Reproduce the records word for word, from their first line through the line that contains "M 272 80 L 267", including both of those lines.

** START OF DATA EXCERPTS **

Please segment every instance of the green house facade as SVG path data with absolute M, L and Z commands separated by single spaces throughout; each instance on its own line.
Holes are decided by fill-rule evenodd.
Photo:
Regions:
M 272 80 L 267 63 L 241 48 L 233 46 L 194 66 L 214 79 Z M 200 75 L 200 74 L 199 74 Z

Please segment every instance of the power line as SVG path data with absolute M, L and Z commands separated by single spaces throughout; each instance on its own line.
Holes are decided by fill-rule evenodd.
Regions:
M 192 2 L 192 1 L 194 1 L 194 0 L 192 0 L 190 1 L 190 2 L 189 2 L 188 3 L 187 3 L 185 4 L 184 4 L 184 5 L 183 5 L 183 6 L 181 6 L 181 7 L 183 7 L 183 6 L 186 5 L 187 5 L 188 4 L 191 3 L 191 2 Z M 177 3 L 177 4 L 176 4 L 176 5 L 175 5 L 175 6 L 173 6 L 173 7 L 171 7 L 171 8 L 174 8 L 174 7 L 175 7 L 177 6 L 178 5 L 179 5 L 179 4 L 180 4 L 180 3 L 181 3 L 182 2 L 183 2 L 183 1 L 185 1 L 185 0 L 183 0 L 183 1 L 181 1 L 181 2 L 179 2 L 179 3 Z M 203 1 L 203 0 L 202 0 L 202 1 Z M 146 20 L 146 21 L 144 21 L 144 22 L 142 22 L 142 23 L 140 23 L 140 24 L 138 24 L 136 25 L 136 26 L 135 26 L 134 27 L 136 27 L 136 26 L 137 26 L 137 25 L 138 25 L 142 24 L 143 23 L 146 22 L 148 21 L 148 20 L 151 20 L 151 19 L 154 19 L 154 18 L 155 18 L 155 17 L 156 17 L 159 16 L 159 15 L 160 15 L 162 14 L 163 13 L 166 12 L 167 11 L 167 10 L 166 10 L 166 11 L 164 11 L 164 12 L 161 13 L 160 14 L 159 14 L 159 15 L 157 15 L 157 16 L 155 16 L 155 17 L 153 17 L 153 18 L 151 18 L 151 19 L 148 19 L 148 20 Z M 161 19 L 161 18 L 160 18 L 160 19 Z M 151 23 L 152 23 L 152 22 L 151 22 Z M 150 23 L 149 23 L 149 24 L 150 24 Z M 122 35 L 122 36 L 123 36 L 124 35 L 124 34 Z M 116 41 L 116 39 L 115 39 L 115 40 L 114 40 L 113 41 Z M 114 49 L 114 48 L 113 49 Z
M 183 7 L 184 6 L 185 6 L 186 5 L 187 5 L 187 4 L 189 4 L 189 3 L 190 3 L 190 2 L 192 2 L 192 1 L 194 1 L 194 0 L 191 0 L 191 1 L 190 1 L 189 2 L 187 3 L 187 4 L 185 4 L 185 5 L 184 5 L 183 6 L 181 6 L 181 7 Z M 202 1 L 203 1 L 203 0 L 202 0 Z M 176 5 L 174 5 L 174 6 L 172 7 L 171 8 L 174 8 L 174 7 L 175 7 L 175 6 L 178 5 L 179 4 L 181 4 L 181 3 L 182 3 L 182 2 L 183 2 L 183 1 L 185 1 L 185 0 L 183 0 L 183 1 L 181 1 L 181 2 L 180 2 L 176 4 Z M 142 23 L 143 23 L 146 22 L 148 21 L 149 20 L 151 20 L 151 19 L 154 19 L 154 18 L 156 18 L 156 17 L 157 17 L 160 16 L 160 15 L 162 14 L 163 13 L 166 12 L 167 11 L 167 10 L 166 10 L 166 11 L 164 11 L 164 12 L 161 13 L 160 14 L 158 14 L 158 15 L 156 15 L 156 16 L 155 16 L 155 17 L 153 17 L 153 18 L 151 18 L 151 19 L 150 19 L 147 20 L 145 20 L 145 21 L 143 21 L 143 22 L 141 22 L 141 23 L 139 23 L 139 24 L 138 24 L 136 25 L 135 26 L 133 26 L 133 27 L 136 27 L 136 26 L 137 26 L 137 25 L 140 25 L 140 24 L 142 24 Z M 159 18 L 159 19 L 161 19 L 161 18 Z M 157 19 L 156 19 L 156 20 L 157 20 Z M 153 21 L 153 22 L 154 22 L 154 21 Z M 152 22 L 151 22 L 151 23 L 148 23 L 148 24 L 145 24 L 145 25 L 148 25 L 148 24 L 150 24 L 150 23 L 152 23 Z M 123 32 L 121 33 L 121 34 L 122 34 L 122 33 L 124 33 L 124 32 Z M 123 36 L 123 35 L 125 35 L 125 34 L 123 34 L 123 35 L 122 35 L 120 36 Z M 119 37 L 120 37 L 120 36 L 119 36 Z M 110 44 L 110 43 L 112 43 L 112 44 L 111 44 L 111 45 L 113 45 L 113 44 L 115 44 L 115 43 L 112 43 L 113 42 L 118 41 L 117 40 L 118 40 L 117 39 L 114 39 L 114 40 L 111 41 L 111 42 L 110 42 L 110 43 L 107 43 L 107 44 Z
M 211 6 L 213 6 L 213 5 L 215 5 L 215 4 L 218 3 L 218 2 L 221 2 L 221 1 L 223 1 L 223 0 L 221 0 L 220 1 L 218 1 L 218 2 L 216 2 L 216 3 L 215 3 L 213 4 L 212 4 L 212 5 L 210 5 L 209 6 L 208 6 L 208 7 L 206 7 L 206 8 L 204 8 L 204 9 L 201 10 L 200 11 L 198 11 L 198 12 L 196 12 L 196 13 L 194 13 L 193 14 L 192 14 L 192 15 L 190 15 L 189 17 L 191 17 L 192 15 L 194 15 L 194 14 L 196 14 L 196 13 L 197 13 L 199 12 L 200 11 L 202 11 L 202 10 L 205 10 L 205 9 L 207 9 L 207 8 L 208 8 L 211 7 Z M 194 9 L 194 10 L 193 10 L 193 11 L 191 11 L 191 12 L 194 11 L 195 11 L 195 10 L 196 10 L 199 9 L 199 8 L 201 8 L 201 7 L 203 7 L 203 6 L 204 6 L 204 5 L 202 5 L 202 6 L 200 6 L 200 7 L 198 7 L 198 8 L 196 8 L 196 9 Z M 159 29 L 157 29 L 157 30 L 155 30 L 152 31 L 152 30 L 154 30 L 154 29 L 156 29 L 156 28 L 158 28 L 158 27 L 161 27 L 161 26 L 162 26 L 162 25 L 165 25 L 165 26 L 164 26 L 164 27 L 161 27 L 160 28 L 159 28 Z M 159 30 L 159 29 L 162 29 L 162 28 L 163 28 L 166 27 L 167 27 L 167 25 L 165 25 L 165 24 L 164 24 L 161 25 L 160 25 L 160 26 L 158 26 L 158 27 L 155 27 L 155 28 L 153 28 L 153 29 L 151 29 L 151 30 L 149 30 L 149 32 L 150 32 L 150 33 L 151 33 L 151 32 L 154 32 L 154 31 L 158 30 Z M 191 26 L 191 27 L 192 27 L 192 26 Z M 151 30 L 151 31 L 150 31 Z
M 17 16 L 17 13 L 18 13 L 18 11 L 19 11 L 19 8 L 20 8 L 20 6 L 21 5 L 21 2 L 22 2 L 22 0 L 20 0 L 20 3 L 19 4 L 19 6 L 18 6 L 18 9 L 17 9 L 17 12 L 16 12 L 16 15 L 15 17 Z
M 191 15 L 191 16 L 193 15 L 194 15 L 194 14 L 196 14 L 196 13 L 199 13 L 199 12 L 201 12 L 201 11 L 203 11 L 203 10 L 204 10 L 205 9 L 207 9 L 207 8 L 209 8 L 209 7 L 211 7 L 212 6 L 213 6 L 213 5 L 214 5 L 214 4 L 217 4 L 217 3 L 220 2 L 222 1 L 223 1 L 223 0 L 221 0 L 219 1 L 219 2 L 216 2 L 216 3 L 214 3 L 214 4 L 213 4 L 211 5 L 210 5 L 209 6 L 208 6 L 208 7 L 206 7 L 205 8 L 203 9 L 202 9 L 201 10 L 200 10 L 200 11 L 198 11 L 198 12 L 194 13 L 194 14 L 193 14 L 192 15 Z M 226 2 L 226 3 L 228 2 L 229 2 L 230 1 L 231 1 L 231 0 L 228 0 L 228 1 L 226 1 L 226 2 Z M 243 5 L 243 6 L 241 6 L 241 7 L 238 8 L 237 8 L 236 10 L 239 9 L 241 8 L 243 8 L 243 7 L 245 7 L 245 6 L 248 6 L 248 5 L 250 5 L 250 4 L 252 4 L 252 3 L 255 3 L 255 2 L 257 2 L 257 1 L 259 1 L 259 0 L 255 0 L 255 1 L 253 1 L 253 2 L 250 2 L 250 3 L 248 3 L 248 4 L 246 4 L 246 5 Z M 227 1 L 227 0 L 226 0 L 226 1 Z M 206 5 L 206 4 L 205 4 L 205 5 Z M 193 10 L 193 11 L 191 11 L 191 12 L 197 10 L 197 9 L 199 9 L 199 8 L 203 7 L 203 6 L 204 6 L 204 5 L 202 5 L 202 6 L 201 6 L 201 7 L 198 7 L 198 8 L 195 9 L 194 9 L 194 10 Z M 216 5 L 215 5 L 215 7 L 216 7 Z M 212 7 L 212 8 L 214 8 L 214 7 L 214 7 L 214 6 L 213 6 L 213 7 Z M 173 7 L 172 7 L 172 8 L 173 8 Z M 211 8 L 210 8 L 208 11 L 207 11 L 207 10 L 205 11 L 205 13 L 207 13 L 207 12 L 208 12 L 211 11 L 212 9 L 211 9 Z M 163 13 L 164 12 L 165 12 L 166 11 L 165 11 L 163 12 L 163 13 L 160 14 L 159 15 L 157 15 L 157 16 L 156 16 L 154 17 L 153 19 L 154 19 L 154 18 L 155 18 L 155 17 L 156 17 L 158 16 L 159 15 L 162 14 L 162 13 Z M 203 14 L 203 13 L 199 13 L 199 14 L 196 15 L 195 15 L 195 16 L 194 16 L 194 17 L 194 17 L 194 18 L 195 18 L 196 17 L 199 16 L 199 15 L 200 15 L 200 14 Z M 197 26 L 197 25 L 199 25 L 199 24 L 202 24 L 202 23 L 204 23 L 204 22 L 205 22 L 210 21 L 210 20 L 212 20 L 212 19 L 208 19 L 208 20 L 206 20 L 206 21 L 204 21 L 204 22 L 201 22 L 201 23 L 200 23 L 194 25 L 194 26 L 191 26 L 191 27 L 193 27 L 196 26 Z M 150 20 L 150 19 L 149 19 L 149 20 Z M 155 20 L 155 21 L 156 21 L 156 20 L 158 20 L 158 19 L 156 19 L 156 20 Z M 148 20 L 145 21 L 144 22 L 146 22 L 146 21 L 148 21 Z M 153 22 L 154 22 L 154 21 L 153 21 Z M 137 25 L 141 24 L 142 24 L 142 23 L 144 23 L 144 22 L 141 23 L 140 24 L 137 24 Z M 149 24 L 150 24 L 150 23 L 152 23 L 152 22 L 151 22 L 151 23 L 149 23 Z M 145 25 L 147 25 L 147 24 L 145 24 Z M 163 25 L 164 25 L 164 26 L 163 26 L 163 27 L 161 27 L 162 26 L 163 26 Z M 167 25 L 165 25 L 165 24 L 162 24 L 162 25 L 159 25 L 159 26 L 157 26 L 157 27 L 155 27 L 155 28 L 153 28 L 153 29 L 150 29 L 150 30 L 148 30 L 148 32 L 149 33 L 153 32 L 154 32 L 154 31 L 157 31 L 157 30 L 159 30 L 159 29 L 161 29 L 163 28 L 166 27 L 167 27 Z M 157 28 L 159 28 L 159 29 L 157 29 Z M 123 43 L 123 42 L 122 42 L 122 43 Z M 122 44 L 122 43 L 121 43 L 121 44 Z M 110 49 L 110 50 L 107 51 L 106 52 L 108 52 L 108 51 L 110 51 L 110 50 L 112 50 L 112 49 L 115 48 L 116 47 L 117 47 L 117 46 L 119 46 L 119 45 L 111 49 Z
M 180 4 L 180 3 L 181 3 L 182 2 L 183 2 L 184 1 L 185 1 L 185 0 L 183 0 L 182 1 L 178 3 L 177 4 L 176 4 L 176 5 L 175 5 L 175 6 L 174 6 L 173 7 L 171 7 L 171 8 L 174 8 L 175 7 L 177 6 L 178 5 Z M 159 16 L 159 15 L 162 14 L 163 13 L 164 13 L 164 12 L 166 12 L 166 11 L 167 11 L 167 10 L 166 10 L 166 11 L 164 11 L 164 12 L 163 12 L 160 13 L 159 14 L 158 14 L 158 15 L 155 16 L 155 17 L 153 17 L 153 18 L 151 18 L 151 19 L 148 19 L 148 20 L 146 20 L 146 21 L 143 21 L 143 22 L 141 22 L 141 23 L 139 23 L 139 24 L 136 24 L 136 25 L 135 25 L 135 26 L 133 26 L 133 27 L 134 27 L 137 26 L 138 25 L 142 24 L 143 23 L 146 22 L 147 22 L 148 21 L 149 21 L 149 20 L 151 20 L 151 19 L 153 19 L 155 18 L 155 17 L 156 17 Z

** END OF DATA EXCERPTS **

SOLUTION TO THIS TASK -
Please segment every instance of the green house facade as SVG path data with absolute M, L and Z commands separated by single spaces throughout; each instance on its own line.
Holes are decided by fill-rule evenodd.
Photo:
Regions:
M 272 80 L 267 63 L 241 48 L 233 46 L 194 66 L 214 79 Z M 200 75 L 200 74 L 199 74 Z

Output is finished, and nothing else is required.